§ **Set of tasks**:
(a) According to the summary of John Carmack's Upper Bound 2025 talk, what hardware was the Atari-playing robot trained on?
(b) Carry on the summary of John Carmack's Upper Bound 2025 talk from the point where it stops.

§ **Reading text**:
........

John Carmack talk at Upper Bound 2025

Scope and Setup of Carmack’s Project

  • Built an Atari-playing physical robot using camera input and joystick actuators, trained online in real time on a laptop GPU.
  • Emphasis is on generic methods, continual learning, sample efficiency, and robustness to physical issues (latency, noisy/“phantom” inputs, actuator wear), not just “solving Atari.”
  • Some see it as a useful constrained testbed for problems that appear in robotics (real-time control, catastrophic forgetting); others argue similar work in simulation and robotics (e.g., by GPU/robotics vendors, self‑driving stacks) already addresses these.

Atari, RL, and Generalization

  • Atari was historically a core RL benchmark and largely “solved” in emulators; multiple commenters argue that didn’t yield broadly useful, general algorithms.
  • A line of criticism: individual Atari games are low‑dimensional; tiny models plus hand‑crafted tricks can do well, so “progress” often reflects researcher priors rather than genuine general intelligence.
  • Counterpoint: revisiting Atari with realtime constraints, physical controllers, and multi‑game continuity remains valuable for studying transfer and catastrophic forgetting (game A performance shouldn't collapse after training on game B).
  • Several note that humans rapidly transfer game concepts and UI patterns across games; current RL systems mostly do not.

Continuous Learning, Memory, and Human vs LLM Cognition

  • Debate over the “missing ingredient”: proposals include continuous lifelong learning, better memory systems, and richer physical environments.
  • One side stresses that humans constantly adapt, filter input, and retain key experiences over long timescales; current models largely don’t update weights online in this way.

........

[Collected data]
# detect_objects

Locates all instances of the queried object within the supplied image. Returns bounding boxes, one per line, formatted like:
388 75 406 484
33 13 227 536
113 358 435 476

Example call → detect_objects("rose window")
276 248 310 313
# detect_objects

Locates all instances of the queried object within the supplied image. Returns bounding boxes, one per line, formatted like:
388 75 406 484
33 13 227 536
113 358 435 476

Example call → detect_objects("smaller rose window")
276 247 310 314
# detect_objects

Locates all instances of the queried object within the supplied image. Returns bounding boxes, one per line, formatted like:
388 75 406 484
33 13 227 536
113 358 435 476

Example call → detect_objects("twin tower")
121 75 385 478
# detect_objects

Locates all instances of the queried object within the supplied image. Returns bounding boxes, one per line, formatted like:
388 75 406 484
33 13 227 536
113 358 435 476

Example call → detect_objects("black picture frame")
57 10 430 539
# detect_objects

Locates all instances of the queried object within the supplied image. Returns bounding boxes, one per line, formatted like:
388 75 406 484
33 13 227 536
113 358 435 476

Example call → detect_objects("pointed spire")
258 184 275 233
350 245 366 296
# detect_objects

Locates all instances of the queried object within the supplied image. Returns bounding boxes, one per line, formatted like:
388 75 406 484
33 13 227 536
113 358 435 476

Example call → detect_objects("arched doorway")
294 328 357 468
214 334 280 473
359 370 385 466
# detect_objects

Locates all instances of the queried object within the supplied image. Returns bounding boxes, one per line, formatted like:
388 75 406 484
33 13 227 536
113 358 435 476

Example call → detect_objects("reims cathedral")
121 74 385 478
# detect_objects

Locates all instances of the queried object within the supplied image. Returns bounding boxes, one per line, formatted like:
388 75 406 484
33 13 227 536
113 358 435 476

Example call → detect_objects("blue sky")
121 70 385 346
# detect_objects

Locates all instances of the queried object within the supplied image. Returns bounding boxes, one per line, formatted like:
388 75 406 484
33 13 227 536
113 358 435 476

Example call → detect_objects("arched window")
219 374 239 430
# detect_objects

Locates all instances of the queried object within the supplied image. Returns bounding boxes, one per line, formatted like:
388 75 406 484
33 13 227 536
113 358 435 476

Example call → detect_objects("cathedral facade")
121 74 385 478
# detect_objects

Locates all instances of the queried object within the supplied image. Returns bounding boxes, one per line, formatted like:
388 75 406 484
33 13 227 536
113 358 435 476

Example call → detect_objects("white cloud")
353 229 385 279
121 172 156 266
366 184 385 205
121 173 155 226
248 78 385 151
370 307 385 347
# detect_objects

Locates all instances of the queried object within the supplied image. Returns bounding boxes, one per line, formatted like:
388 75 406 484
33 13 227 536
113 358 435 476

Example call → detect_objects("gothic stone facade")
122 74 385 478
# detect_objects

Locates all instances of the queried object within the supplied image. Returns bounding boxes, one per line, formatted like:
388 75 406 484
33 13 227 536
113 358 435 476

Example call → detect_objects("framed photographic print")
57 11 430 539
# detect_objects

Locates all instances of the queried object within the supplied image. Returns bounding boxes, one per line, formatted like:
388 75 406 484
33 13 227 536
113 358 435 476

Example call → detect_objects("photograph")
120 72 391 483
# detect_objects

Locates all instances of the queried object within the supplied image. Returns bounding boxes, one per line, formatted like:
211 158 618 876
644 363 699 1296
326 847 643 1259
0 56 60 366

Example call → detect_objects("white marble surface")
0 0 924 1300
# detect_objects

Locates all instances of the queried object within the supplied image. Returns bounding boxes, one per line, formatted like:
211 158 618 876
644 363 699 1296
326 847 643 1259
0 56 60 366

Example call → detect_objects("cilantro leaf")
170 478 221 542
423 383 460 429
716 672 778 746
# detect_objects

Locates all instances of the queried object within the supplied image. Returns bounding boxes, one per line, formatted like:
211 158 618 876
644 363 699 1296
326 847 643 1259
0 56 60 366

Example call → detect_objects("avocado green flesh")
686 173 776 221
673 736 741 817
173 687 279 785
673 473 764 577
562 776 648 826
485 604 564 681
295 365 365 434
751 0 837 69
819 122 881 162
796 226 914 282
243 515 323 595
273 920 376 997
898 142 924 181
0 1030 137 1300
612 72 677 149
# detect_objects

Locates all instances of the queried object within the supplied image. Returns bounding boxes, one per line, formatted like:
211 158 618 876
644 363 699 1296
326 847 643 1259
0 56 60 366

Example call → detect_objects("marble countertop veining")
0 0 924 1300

........

§ **Answers to the problems**:
(a) It was trained online in real time on a laptop GPU.

(b)
  • Others argue most impactful human memories are sparse “surprise/arousal” events, implying that a well‑designed persistent memory + context management system might suffice for many tasks.
  • Skepticism that large context windows and vector DBs alone are enough for robust real‑world agents; issues with forgetting, retrieval, and lack of autonomous weight updates are highlighted.

Embodied Intelligence vs LLM “Blender” Pretraining

  • Carmack explicitly contrasts learning from a stream of interactive experience with “throw‑everything‑in‑a‑blender” LLM pretraining.
  • Some agree that embodied, interactive learning is crucial for AGI or for genuine concept formation and physical competence.
  • Others note that frontier models are already multimodal (text, audio, images, video) and that massive pretraining plus RL in rich simulations may scale better than slow physical training.
  • There’s concern that because pretraining is so effective and commercially valuable, interactive‑learning research may be underfunded despite its conceptual importance.

Carmack’s Role and Prospects

  • Many express excitement and trust in his track record of doing more with less and extracting maximal performance from commodity hardware.
  • Skeptics question whether past graphics/engine brilliance translates to leading AI research in a crowded, math‑heavy, hyper‑competitive field.
  • Several suggest his biggest potential impact may be in systems, optimization, and tooling (e.g., more efficient GPU stacks) rather than novel learning theory per se.